→ Task:
An exact copy of all the data below is needed, without its pictures.

━━━ Records shown ━━━

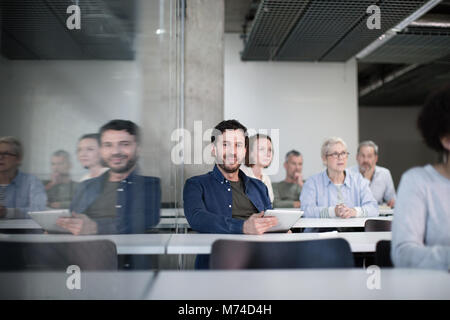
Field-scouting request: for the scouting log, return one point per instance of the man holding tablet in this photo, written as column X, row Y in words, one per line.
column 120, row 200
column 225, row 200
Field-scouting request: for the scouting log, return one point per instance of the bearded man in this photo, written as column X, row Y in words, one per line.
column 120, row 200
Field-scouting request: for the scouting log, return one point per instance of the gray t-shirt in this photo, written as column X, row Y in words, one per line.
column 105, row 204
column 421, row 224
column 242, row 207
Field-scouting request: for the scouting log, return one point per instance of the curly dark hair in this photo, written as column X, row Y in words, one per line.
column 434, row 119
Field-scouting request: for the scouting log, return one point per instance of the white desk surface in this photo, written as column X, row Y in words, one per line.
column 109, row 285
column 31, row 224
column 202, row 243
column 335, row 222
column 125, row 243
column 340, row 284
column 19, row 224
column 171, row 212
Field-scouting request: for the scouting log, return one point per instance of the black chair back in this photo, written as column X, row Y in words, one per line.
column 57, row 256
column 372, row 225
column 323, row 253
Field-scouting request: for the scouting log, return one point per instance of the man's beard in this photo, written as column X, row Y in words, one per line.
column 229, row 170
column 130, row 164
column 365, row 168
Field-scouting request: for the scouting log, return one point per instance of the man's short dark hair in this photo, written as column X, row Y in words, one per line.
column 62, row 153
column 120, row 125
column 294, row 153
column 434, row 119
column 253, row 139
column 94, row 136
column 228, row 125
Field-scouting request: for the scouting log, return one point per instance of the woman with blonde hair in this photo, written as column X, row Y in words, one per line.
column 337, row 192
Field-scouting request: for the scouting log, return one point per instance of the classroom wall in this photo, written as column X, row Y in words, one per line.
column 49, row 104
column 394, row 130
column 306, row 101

━━━

→ Final answer:
Field-scouting request: for the scouting log, return one point per instance of the man holding tablet in this photo, written as column X, row Y in words, one per line.
column 120, row 200
column 225, row 200
Field-scouting request: for the scouting log, return one point per instance of the bearded man in this photo, written as column X, row Y in words, one per line.
column 120, row 200
Field-scouting request: for the scouting log, return one point per instance of the gray t-shirt in this photo, written as column X, row Y in words, one per line.
column 105, row 204
column 421, row 224
column 242, row 207
Field-scouting request: for the scouting log, return one point per instance of the curly dark hair in this photo, written as column X, row Y in words, one per line.
column 434, row 119
Field-scouting request: for the scouting log, return one point per instance of the white desk surface in this photo, written as column X, row Y in words, one per line.
column 109, row 285
column 31, row 224
column 202, row 243
column 335, row 222
column 125, row 243
column 340, row 284
column 19, row 224
column 171, row 212
Field-scouting request: for the scouting log, return one point per instance of the black chair back in this photo, written as column X, row Y in words, one per line.
column 57, row 256
column 372, row 225
column 323, row 253
Field-scouting request: for the scouting log, return one point per instance of the man's beard in this photo, written as column X, row Y in words, one per line.
column 229, row 170
column 130, row 164
column 365, row 168
Field-scouting request: for the scouting log, return one point per instance of the man's short dark hair in this photo, written as column X, row Y in words, one per line.
column 62, row 153
column 120, row 125
column 294, row 153
column 434, row 119
column 253, row 139
column 94, row 136
column 228, row 125
Field-scouting request: for the scouting log, return one point per instance of the woman with blonde hair in this photo, written as column X, row Y in words, one per line.
column 337, row 192
Field-scouting request: for the scouting log, return one point per instance of the classroom wall in this photo, written as column X, row Y in words, one per line.
column 49, row 104
column 394, row 130
column 306, row 101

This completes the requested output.